Repeat the passage below on scientific instruments and Galileo's experiment word for word, in full.

EXCERPTED TEXT:
══════════
The reason why we are on a higher imaginative level is not because we have finer imagination, but because we have better instruments. In science, the most important thing that has happened during the last forty years is the advance in instrumental design. This advance is partly due to a few men of genius such as Michelson and the German opticians. It is also due to the progress of technological processes of manufacture, particularly in the region of metallurgy. The designer has now at his disposal a variety of material of differing physical properties. He can thus depend upon obtaining the material he desires; and it can be ground to the shapes he desires, within very narrow limits of tolerance. These instruments have put thought onto a new level. A fresh instrument serves the same purpose as foreign travel; it shows things in unusual combinations. The gain is more than a mere addition; it is a transformation. The advance in experimental ingenuity is, perhaps, also due to the larger proportion of national ability which now flows into scientific pursuits. Anyhow, whatever be the cause, subtle and ingenious experiments have abounded within the last generation. The result is, that a great deal of information has been accumulated in regions of nature very far removed from the ordinary experience of mankind.

Two famous experiments, one devised by Galileo at the outset of the scientific movement, and the other by Michelson with the aid of his famous interferometer, first carried out in 1881, and repeated in 1887 and 1905, illustrate the assertions I have made. Galileo dropped heavy bodies from the top of the leaning tower of Pisa, and demonstrated that bodies of different weights, if released simultaneously, would reach the earth together. So far as experimental skill, and delicacy of apparatus were concerned, this experiment could have been made at any time within the preceding five thousand years. The ideas involved merely concerned weight and speed of travel, ideas which are familiar in ordinary life. The whole set of ideas might have been familiar to the family of King Minos of Crete, as they dropped pebbles into the sea from high battlements rising from the shore. We cannot too carefully realise that science started with the organisation of ordinary experiences. It was in this way that it coalesced so readily with the anti-rationalistic bias of the historical revolt. It was not asking for ultimate meanings. It confined itself to investigating the connections regulating the succession of obvious occurrences.
══════════
(Dataset rows showing where objects appear)
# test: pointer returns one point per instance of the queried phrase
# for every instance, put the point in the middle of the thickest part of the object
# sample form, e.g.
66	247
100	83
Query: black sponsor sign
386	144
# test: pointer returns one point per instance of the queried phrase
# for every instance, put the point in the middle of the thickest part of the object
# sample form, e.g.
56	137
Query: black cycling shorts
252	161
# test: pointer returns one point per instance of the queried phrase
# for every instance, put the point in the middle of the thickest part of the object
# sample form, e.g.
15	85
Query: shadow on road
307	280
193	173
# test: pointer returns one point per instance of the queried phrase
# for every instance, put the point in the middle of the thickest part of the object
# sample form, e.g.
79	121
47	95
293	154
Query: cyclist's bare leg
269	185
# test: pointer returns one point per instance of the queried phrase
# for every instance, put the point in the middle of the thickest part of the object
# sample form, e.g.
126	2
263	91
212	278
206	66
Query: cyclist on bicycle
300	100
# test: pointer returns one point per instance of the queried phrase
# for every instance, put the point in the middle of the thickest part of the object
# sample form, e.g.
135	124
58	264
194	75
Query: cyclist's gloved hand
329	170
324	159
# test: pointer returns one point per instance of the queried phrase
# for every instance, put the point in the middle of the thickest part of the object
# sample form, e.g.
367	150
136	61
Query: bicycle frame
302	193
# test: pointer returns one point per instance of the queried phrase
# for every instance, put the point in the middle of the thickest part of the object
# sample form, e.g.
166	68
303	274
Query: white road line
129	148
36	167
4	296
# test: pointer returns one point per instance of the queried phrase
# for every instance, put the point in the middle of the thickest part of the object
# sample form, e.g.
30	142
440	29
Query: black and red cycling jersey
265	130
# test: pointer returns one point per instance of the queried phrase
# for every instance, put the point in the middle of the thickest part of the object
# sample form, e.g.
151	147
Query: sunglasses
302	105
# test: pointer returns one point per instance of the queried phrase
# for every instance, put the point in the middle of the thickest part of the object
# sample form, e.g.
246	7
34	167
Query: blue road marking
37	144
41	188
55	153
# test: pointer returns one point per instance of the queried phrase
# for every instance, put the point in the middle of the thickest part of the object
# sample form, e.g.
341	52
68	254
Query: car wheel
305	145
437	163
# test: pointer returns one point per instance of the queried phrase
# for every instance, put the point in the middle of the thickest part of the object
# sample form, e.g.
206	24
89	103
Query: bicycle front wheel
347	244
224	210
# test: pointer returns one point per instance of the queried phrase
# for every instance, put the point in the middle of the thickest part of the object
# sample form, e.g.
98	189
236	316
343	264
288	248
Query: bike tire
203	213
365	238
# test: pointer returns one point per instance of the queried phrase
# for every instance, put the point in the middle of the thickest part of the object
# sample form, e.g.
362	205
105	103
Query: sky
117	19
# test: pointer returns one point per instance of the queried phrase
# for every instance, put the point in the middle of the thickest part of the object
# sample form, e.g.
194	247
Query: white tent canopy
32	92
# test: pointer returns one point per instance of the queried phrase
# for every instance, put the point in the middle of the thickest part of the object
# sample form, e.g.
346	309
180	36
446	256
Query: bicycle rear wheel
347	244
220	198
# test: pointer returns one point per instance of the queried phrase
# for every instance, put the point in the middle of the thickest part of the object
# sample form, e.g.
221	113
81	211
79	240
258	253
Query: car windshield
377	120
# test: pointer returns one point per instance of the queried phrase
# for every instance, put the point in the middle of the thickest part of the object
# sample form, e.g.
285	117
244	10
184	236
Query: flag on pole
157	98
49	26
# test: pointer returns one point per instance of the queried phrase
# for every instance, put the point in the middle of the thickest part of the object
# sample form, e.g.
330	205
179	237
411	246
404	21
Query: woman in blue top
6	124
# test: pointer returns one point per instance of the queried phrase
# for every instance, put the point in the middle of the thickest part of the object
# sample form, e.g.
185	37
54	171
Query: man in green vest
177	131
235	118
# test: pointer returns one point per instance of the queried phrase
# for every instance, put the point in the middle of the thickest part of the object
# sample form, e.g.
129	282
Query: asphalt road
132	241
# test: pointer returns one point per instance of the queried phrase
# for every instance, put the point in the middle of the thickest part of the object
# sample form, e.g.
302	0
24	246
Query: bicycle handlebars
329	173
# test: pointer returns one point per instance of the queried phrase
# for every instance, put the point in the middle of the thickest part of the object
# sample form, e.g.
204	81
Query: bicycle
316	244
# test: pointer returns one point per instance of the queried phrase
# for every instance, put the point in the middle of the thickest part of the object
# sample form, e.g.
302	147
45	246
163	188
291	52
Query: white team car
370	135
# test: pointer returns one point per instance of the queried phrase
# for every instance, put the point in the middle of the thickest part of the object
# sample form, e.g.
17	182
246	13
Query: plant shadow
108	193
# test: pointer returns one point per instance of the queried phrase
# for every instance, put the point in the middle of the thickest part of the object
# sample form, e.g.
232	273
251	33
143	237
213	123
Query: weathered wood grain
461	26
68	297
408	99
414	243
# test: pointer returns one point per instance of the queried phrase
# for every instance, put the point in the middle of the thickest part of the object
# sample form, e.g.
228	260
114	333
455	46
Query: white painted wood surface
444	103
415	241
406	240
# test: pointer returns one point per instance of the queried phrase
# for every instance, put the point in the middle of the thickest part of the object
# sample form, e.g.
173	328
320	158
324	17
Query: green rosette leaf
══════════
EXERCISE RESULT:
The reason why we are on a higher imaginative level is not because we have finer imagination, but because we have better instruments. In science, the most important thing that has happened during the last forty years is the advance in instrumental design. This advance is partly due to a few men of genius such as Michelson and the German opticians. It is also due to the progress of technological processes of manufacture, particularly in the region of metallurgy. The designer has now at his disposal a variety of material of differing physical properties. He can thus depend upon obtaining the material he desires; and it can be ground to the shapes he desires, within very narrow limits of tolerance. These instruments have put thought onto a new level. A fresh instrument serves the same purpose as foreign travel; it shows things in unusual combinations. The gain is more than a mere addition; it is a transformation. The advance in experimental ingenuity is, perhaps, also due to the larger proportion of national ability which now flows into scientific pursuits. Anyhow, whatever be the cause, subtle and ingenious experiments have abounded within the last generation. The result is, that a great deal of information has been accumulated in regions of nature very far removed from the ordinary experience of mankind.

Two famous experiments, one devised by Galileo at the outset of the scientific movement, and the other by Michelson with the aid of his famous interferometer, first carried out in 1881, and repeated in 1887 and 1905, illustrate the assertions I have made. Galileo dropped heavy bodies from the top of the leaning tower of Pisa, and demonstrated that bodies of different weights, if released simultaneously, would reach the earth together. So far as experimental skill, and delicacy of apparatus were concerned, this experiment could have been made at any time within the preceding five thousand years. The ideas involved merely concerned weight and speed of travel, ideas which are familiar in ordinary life. The whole set of ideas might have been familiar to the family of King Minos of Crete, as they dropped pebbles into the sea from high battlements rising from the shore. We cannot too carefully realise that science started with the organisation of ordinary experiences. It was in this way that it coalesced so readily with the anti-rationalistic bias of the historical revolt. It was not asking for ultimate meanings. It confined itself to investigating the connections regulating the succession of obvious occurrences.